- _Tareas y ejercicios_
A) Según el texto sobre la Cumbre de las Américas, ¿qué día llegarán los mandatarios?
B) Reescribe el fragmento del texto sobre la Cumbre de las Américas que empieza en "La Novena Cumbre" y termina en "de la organización.", cambiando "mandatarios" por "presidentes".
C) ¿Cómo se traduce al inglés esta oración del texto sobre la Cumbre de las Américas: "La Novena Cumbre de las Américas será en Los Ángeles a partir del día 6, pero el 8 es cuando llegarán los mandatarios."?

- _Texto para revisar_
La Novena Cumbre de las Américas será en Los Ángeles a partir del día 6, pero el 8 es cuando llegarán los mandatarios.
AMLO se ha transformado en el Santo Patrón de las dictaduras: Cuba, Venezuela y Nicaragua. Ha amenazado con no ir a la cita californiana si las tres dictaduras no son invitadas. (Como “Andrés López” le parece una vulgaridad, los utiliza todos, para desesperación de los vecinos estadounidenses: Andrés Manuel López Obrador).
Hay que recordarle que la primera carta, la de Clinton en 1994, afirmaba, claramente, que “son reuniones de Jefes de Estado elegidos democráticamente”. O, por lo menos, pertenecientes a la OEA, y en ninguno de los tres casos se han mantenido dentro de la organización.

- _Extractos de datos_
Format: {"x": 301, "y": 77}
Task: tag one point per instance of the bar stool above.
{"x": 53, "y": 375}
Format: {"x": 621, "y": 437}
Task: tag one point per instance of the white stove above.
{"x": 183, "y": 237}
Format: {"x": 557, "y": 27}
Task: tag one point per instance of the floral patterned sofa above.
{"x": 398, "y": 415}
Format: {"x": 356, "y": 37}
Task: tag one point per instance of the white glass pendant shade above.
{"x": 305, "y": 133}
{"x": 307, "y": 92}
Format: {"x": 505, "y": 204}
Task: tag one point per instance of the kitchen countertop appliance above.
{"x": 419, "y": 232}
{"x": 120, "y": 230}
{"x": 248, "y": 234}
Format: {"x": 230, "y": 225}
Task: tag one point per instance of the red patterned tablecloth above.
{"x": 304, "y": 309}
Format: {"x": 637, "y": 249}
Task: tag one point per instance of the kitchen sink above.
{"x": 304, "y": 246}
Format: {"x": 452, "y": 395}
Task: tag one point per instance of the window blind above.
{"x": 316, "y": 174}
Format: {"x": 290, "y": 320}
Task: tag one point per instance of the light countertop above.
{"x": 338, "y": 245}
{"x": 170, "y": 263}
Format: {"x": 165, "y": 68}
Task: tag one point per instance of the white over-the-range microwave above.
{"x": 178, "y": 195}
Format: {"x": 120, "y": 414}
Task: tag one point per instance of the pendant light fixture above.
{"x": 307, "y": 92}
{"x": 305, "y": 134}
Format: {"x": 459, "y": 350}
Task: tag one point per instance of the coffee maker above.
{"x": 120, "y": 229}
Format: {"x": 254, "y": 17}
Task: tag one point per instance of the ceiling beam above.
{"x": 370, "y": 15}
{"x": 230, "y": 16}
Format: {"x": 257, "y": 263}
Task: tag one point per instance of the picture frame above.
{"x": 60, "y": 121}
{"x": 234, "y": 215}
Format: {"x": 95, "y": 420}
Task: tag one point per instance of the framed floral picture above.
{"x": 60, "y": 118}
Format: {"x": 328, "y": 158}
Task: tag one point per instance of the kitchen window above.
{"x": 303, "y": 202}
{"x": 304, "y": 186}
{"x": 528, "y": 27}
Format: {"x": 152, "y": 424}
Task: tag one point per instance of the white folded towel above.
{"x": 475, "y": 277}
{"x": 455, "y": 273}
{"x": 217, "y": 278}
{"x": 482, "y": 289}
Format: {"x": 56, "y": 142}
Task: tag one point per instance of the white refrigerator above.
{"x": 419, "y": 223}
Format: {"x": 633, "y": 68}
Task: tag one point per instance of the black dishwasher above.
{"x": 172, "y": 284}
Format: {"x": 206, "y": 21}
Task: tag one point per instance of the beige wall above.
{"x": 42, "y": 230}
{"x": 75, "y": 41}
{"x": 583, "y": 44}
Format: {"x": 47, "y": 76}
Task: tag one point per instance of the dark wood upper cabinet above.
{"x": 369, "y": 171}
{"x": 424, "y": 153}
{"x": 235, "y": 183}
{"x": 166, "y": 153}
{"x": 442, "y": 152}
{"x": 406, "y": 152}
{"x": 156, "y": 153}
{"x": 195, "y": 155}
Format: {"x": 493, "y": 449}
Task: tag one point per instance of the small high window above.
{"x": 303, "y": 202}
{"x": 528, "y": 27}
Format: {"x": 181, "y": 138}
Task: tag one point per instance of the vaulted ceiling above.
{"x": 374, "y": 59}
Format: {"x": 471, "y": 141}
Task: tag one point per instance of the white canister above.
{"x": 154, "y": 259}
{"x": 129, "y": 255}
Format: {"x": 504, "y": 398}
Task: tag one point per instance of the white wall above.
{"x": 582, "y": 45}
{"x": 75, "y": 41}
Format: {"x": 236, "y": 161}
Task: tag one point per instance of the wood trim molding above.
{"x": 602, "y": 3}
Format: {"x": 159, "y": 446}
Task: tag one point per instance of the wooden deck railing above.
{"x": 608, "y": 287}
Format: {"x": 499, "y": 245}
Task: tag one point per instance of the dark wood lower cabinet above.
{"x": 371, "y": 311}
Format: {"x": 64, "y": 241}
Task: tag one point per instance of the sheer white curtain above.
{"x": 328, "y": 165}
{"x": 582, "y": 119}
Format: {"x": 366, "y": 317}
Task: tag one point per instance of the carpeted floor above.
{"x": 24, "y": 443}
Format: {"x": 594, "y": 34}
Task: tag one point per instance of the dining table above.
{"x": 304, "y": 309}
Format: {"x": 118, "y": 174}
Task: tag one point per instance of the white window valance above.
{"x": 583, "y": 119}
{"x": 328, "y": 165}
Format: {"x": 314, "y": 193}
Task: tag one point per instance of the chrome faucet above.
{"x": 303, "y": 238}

- _Lista de soluciones_
A) El día 8.

B)
La Novena Cumbre de las Américas será en Los Ángeles a partir del día 6, pero el 8 es cuando llegarán los presidentes.
AMLO se ha transformado en el Santo Patrón de las dictaduras: Cuba, Venezuela y Nicaragua. Ha amenazado con no ir a la cita californiana si las tres dictaduras no son invitadas. (Como “Andrés López” le parece una vulgaridad, los utiliza todos, para desesperación de los vecinos estadounidenses: Andrés Manuel López Obrador).
Hay que recordarle que la primera carta, la de Clinton en 1994, afirmaba, claramente, que “son reuniones de Jefes de Estado elegidos democráticamente”. O, por lo menos, pertenecientes a la OEA, y en ninguno de los tres casos se han mantenido dentro de la organización.

C) The Ninth Summit of the Americas will be held in Los Angeles starting on the 6th, but the 8th is when the leaders will arrive.